EXERCISE REQUIREMENTS —
Your task is to write out exactly the lines from the line containing "Could you kindly annotate the group" through the end of the records, inclusive at both ends.

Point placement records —
Begin

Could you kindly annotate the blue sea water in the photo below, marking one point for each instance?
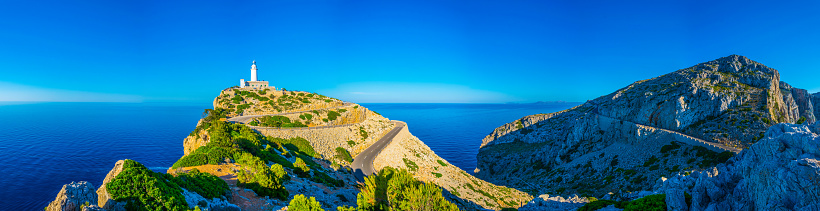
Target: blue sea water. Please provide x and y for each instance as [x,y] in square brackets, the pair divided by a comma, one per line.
[454,131]
[46,145]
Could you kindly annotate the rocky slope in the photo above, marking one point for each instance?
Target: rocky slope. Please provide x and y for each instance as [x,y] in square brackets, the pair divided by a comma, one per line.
[780,172]
[621,142]
[243,149]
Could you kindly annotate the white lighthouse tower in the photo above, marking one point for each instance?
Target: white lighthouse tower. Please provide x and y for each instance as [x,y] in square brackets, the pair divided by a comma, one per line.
[253,71]
[254,83]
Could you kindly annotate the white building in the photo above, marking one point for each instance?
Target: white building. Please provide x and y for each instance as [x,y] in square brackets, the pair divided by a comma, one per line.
[254,83]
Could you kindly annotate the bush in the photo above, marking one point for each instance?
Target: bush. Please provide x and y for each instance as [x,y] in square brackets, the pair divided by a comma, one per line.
[144,189]
[648,203]
[297,144]
[669,147]
[595,205]
[301,168]
[410,164]
[205,184]
[321,177]
[343,154]
[302,203]
[398,190]
[332,115]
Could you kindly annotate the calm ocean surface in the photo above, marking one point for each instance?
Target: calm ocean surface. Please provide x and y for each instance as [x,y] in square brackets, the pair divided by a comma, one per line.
[46,145]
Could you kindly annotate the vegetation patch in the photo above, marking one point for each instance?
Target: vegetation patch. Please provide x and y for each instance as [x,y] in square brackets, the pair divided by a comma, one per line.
[410,164]
[391,189]
[343,154]
[144,189]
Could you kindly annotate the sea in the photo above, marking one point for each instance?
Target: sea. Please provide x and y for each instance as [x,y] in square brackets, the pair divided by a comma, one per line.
[46,145]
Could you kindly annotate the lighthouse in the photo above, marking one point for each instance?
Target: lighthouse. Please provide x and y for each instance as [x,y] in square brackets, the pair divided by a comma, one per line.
[253,71]
[254,83]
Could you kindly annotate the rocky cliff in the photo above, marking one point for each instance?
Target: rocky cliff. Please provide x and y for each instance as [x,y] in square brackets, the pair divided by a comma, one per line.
[780,172]
[265,166]
[622,141]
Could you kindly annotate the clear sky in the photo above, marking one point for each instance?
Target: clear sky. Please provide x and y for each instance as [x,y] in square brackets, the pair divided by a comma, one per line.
[387,51]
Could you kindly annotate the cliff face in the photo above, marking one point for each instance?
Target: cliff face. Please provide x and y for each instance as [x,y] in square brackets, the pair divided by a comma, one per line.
[622,141]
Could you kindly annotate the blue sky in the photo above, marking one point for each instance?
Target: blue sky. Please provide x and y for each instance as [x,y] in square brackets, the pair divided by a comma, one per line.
[387,51]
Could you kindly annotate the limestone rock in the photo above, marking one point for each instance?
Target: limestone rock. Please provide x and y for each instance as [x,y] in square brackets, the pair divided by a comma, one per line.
[815,103]
[804,104]
[73,197]
[721,105]
[192,142]
[104,198]
[778,173]
[546,202]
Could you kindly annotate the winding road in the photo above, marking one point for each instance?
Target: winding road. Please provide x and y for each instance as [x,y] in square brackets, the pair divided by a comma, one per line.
[363,163]
[246,119]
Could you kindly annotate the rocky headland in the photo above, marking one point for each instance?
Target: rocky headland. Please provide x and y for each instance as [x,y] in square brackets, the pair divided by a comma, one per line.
[618,145]
[259,149]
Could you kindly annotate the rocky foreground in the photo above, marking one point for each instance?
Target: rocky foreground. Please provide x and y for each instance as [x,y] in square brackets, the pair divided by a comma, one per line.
[779,172]
[263,163]
[688,120]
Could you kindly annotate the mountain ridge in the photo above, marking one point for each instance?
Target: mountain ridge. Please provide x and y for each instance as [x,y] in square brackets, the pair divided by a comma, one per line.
[730,101]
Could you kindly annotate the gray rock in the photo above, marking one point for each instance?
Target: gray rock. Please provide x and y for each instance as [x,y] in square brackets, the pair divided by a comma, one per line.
[104,198]
[778,173]
[73,197]
[721,105]
[545,202]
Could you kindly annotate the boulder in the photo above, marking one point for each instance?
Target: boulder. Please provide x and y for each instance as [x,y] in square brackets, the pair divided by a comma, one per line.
[778,173]
[73,197]
[104,198]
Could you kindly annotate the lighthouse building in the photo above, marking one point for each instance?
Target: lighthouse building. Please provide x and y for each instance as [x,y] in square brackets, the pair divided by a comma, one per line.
[254,83]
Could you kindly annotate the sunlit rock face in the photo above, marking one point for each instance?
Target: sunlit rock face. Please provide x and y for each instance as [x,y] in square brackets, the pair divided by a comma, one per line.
[778,173]
[624,141]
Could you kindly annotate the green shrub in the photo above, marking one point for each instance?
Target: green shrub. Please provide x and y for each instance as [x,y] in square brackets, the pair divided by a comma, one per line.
[321,177]
[301,168]
[302,203]
[410,164]
[298,144]
[144,189]
[205,184]
[597,204]
[363,133]
[651,161]
[398,190]
[332,115]
[648,203]
[343,154]
[669,147]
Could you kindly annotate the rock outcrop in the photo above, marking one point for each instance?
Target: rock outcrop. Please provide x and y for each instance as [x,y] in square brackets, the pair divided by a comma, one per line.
[621,141]
[103,197]
[780,172]
[469,193]
[74,197]
[555,203]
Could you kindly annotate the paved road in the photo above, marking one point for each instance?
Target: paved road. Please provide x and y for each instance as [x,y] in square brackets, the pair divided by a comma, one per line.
[246,119]
[697,140]
[363,163]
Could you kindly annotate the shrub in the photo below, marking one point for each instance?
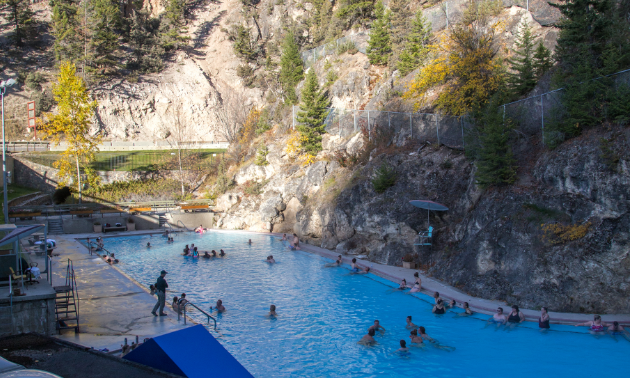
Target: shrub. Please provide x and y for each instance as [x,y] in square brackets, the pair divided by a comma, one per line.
[61,194]
[385,178]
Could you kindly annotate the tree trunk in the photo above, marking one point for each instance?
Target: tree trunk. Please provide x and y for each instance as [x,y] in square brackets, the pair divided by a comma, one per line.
[79,178]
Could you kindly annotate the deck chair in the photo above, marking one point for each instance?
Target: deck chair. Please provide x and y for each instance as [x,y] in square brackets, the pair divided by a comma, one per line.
[425,237]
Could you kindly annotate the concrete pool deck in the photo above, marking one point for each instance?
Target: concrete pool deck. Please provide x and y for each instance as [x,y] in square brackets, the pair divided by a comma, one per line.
[113,306]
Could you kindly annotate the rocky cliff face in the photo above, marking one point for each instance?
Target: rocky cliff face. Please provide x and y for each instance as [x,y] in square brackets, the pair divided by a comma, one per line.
[558,238]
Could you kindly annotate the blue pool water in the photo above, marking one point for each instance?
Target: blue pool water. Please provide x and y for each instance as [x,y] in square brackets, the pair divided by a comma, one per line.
[323,312]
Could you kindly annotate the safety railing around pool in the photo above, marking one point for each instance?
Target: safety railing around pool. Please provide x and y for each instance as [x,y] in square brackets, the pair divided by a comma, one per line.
[202,311]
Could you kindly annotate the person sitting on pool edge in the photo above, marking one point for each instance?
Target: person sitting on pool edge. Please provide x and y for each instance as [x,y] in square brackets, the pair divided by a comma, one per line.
[516,316]
[369,338]
[410,324]
[219,307]
[415,338]
[377,326]
[439,307]
[403,346]
[498,318]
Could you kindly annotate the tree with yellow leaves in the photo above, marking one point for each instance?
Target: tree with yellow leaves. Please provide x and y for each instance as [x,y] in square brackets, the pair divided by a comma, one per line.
[71,124]
[466,67]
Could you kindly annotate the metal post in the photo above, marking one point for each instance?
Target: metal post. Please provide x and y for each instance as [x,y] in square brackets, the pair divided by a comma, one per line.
[542,117]
[5,204]
[437,127]
[369,131]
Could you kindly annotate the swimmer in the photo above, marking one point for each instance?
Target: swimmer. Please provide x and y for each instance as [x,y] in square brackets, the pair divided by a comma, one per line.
[467,310]
[415,339]
[403,346]
[595,325]
[410,324]
[377,326]
[369,338]
[498,318]
[543,320]
[272,310]
[219,307]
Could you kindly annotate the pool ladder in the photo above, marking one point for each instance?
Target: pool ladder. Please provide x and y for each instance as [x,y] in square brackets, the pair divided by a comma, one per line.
[202,311]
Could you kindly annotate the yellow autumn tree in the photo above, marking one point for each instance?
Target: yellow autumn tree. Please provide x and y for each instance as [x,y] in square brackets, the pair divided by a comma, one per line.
[71,123]
[466,67]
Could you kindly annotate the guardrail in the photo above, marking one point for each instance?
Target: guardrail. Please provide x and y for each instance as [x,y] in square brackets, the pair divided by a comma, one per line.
[202,311]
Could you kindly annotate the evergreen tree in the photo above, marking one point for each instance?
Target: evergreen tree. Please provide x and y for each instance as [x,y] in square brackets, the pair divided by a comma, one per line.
[416,48]
[522,79]
[291,68]
[379,46]
[542,60]
[105,24]
[312,114]
[69,43]
[20,16]
[495,161]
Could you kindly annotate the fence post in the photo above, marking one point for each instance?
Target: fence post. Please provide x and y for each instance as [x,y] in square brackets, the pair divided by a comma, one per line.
[369,130]
[542,116]
[437,127]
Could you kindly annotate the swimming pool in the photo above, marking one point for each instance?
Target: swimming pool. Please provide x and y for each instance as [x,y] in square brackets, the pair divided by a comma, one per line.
[323,312]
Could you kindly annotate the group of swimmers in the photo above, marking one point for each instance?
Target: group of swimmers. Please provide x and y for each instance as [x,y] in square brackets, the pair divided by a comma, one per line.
[194,253]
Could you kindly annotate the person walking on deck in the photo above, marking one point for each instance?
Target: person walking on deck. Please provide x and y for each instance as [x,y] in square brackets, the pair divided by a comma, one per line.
[160,290]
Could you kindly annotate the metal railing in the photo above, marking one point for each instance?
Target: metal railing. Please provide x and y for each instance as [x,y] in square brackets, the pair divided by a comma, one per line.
[202,311]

End

EXPECTED OUTPUT —
Could you kindly annotate the group of swimmers in the photo above, marking one point for each instance?
Target: group of swimmers. Please provide x and y for each instance as [x,y] in square brackets, the pair divided by a comma, one per line.
[194,253]
Could you kindly annotate the person walking on deck in the photo above, marking one point for each instance?
Target: person walking on deck. Please provide x and y for each instance as [x,y] in square brackets, the pair divided by a comma, one per line.
[160,290]
Could you kindly annotate the metal railing in the photo above, marking one point for each instance?
Target: metal railing. Please provide x and y for each instance as [x,y] in square brackets, the pair divided by a comma, one per line.
[202,311]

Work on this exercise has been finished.